··· ОТРЫВОК ДЛЯ ЧТЕНИЯ

Меня ведь даже из КПСС собрались исключить, на что я ответил в парткоме:

— Не слишком ли разбежались? Сначала создайте партийную комиссию, поезжайте ко мне домой и разберитесь, что к чему. А партбилет я вам не отдам.

Мне удалось настоять на своем, помог отыскать истину и Толокнов, и меня оставили в покое. Я снова вернулся к любимому делу, но теперь уже в Мячково.

Дело в том, что пока я был в Антарктиде, снова произошли структурные изменения. Из Быкова летный и технический состав нашего 254-го отряда перевели в Мячковский объединенный авиаотряд, разбросали по разным подразделениям. Технический состав — в АТБ, летный состав Ил-14 — в 229, Ми-8 — в 305, Ан-2 — в 325 летные отряды. Из состава Полярной авиации оставались работать на Ил-14 Яков Яковлевич Дмитриев — теперь уже не командир отряда, а пилот-инструктор, командиры кораблей Владимир Васильевич Мальков, Алексей Колесников, Анатолий Моргунов, Виктор Голованов, Владимир Климов, Евгений Журавлев, я, Евгений Кравченко и заместитель командира эскадрильи Виктор Степанович Шкарупин. На Ми-8 — Александр Кошман, Лев Антоньев, Владимир Буклей, Юрий Агапов, Дмитрий Клюев... Вот и все полярные летчики. Так планомерно была «добита» Московская группа Полярной авиации, но ее дух, традиции, уклад не умерли. Нельзя уничтожить память о хорошем.

······

- **ПОСТАВЛЕННАЯ ЗАДАЧА A**
Замените «Толокнов» на «Шкарупин» и приведите фрагмент отрывка, начав со слов «Меня ведь даже» и остановившись после слов «уже в Мячково.».

··· ПРЕДОСТАВЛЕННЫЕ МАТЕРИАЛЫ

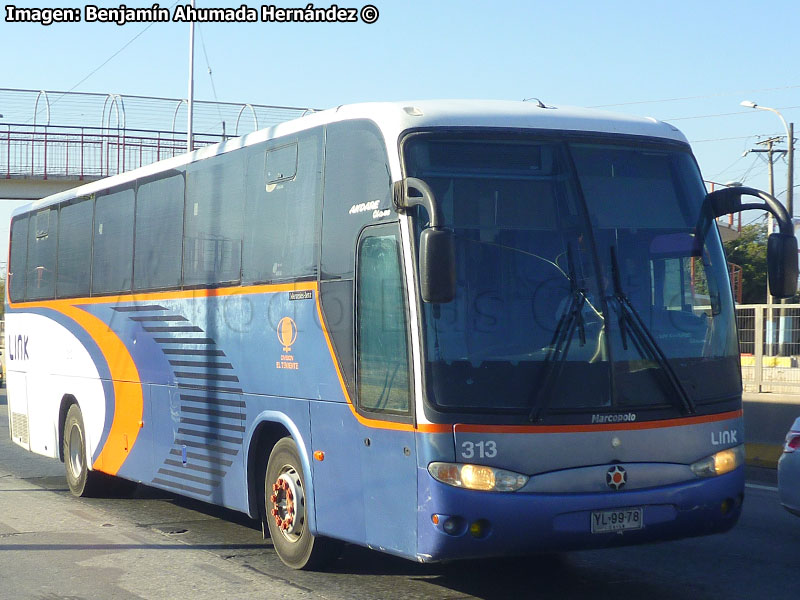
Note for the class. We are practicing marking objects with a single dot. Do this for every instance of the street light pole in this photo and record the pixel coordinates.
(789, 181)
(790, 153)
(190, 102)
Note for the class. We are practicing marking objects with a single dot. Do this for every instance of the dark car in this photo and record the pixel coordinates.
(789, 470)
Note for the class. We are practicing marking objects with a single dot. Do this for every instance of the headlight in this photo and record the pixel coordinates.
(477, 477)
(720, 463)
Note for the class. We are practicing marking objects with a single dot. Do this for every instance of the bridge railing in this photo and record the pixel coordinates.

······

- **ПОСТАВЛЕННАЯ ЗАДАЧА B**
Выпишите все строки, содержащие слово «Note», с учетом регистра букв.

- **ИТОГОВЫЙ РЕЗУЛЬТАТ A**
Меня ведь даже из КПСС собрались исключить, на что я ответил в парткоме:

— Не слишком ли разбежались? Сначала создайте партийную комиссию, поезжайте ко мне домой и разберитесь, что к чему. А партбилет я вам не отдам.

Мне удалось настоять на своем, помог отыскать истину и Шкарупин, и меня оставили в покое. Я снова вернулся к любимому делу, но теперь уже в Мячково.

- **ИТОГОВЫЙ РЕЗУЛЬТАТ B**
Note for the class. We are practicing marking objects with a single dot. Do this for every instance of the street light pole in this photo and record the pixel coordinates.
Note for the class. We are practicing marking objects with a single dot. Do this for every instance of the dark car in this photo and record the pixel coordinates.
Note for the class. We are practicing marking objects with a single dot. Do this for every instance of the headlight in this photo and record the pixel coordinates.
Note for the class. We are practicing marking objects with a single dot. Do this for every instance of the bridge railing in this photo and record the pixel coordinates.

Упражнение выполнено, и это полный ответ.